══ AVAILABLE RECORDS ══

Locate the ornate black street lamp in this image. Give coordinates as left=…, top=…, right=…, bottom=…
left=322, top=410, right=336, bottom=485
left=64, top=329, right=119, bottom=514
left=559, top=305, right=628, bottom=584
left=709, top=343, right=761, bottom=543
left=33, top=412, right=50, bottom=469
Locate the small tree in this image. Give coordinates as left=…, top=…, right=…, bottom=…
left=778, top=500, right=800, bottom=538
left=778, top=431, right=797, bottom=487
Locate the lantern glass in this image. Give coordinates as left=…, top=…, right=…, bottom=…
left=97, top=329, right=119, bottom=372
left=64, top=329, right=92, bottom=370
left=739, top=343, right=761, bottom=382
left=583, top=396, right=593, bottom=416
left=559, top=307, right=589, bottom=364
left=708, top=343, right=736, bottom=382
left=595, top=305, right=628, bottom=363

═══
══ AVAILABLE RECORDS ══

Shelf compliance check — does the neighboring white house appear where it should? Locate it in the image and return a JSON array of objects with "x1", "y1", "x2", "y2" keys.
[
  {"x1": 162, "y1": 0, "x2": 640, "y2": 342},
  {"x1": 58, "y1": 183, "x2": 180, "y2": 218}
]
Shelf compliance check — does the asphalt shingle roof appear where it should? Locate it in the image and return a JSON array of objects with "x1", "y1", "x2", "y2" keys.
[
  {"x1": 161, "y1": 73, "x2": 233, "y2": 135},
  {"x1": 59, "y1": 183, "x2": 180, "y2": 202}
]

═══

Give the material starting at the line containing "Locate the ornate" and ending at the line containing "left=595, top=305, right=628, bottom=363" as a two-column CSV with the headers request and answer. Each request gets one row, with its text and its answer in separate quoted fields and line breaks turned into spaces.

**EXERCISE RESPONSE**
request,answer
"Locate the ornate black street lamp in this image. Give coordinates as left=…, top=…, right=…, bottom=…","left=322, top=410, right=336, bottom=485 left=64, top=329, right=119, bottom=514 left=559, top=305, right=628, bottom=584 left=709, top=343, right=761, bottom=543 left=33, top=412, right=50, bottom=469"
"Locate the small tree in this image. Give coordinates as left=…, top=…, right=…, bottom=…","left=778, top=500, right=800, bottom=538 left=778, top=431, right=797, bottom=487"
"Locate the lantern glass in this image. Give coordinates as left=…, top=…, right=…, bottom=…","left=97, top=329, right=119, bottom=372 left=64, top=329, right=92, bottom=370 left=739, top=343, right=761, bottom=382 left=583, top=396, right=593, bottom=416 left=559, top=307, right=589, bottom=364 left=708, top=343, right=736, bottom=382 left=595, top=305, right=628, bottom=363"